EXERCISE AIM
According to the director's column, at which university is Dr. Beverly J. Moss an associate professor of English?

SOURCE EXTRACT
From the BLTN Director: Conversations about Anti-racist Pedagogies and Ethical Teaching

May 28th, 2021 | By | Category: Featured, Spring 2021
Dr. Beverly J. Moss directs the Bread Loaf Teacher Network. She is also an associate professor of English at The Ohio State University.

When I think about BLTN’s commitment to youth advocacy and activism through literacy, teacher and youth collaboration across and within difference, and inclusivity and socially transformative pedagogy, I could not imagine, given our mission, how we would not engage in discussions about anti-racist pedagogies. We cannot be activists and support our students’ activism if we do not educate ourselves and learn as much as we can about the relationships between race and writing, race and language, and racism within the educational institutions in which our students learn and we teach. The murders of George Floyd, Breonna Taylor, Ahmaud Arbery (and so many others), the racial inequities made visible by the COVID-19 pandemic, and the glaring racial divisions in the U.S. cannot be separated from our work as educators. BLTN needed, therefore, to take up anti-racist pedagogy as a central topic of discussion during last summer’s BLTN meetings and our bi-monthly fall 2020 and spring 2021 discussions.

Referring expression grounding data
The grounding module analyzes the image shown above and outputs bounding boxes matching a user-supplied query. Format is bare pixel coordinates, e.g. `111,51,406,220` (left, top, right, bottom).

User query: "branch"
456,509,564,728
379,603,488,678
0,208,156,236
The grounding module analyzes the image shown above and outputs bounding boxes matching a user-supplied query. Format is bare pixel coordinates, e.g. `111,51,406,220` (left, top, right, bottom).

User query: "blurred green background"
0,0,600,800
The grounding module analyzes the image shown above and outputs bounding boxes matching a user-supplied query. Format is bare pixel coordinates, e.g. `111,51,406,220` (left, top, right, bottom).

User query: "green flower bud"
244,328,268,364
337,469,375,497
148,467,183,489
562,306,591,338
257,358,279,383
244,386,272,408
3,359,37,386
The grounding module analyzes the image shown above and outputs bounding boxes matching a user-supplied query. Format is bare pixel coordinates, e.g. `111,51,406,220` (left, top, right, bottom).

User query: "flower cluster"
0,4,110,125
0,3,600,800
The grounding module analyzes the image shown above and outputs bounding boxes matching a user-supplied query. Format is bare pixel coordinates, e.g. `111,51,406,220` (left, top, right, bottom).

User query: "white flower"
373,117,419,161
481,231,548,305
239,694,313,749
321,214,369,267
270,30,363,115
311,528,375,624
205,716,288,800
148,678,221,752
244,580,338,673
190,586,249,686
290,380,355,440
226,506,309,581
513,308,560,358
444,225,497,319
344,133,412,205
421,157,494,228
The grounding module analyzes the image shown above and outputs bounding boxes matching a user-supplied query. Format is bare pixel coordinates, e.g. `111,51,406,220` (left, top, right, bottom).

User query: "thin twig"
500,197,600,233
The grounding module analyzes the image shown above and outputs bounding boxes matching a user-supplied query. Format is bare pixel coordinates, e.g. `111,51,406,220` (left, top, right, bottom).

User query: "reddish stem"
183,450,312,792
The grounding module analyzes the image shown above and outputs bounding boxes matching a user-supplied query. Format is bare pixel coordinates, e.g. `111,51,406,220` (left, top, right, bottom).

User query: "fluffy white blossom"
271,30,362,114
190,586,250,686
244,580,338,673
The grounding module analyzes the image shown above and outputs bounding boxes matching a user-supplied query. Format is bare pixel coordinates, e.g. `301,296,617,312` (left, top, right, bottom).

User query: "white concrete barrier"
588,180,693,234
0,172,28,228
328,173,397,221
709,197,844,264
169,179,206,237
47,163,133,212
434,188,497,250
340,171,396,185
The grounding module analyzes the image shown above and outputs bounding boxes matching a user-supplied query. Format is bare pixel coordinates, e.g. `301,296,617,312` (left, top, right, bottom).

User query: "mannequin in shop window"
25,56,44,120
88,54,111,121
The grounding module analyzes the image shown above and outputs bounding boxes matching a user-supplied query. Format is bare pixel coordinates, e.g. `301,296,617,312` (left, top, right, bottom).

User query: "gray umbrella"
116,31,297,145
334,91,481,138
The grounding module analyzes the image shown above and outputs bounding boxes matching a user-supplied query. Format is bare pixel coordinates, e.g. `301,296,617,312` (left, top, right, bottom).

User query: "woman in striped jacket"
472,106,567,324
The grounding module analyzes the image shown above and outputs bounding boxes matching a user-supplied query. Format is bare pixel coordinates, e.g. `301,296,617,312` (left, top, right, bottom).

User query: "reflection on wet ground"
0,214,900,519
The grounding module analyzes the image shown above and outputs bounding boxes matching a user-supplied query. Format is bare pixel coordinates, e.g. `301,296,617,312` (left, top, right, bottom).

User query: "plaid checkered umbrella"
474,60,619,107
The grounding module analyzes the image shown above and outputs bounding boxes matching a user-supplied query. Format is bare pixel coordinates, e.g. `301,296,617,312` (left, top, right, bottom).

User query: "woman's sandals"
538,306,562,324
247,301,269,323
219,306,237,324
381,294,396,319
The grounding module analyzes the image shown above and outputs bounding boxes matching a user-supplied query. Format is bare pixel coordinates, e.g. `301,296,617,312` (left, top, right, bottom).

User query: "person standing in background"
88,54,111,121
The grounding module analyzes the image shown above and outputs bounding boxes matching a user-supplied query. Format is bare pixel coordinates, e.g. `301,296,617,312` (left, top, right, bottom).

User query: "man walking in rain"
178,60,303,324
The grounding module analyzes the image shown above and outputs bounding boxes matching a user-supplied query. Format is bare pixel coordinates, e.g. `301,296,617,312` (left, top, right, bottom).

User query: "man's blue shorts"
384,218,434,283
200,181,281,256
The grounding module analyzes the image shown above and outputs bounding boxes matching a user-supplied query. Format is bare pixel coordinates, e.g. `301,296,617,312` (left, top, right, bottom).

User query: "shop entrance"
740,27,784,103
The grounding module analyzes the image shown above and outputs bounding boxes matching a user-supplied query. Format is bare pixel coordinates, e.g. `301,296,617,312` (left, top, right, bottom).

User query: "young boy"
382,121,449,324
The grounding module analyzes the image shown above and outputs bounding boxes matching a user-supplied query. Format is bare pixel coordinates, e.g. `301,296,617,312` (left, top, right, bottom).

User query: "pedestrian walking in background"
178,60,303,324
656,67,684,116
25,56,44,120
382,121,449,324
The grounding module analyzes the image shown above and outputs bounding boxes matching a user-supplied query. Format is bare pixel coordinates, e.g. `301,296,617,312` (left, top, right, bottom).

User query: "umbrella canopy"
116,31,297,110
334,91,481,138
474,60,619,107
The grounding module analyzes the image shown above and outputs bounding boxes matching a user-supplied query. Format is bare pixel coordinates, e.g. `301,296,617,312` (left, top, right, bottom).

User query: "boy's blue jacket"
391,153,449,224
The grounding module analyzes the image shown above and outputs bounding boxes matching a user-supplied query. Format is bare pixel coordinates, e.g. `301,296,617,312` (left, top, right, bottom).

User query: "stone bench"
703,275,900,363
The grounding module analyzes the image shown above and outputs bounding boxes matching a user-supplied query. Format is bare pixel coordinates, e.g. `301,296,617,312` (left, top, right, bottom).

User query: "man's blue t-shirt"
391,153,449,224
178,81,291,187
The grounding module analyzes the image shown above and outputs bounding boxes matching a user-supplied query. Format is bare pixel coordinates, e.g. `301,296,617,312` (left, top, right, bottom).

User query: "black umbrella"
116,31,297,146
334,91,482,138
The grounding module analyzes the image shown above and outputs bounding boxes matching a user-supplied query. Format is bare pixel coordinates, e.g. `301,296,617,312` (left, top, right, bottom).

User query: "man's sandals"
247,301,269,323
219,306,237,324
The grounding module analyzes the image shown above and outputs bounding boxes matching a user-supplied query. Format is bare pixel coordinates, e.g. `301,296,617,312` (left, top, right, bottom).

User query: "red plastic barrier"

TASK ANSWER
The Ohio State University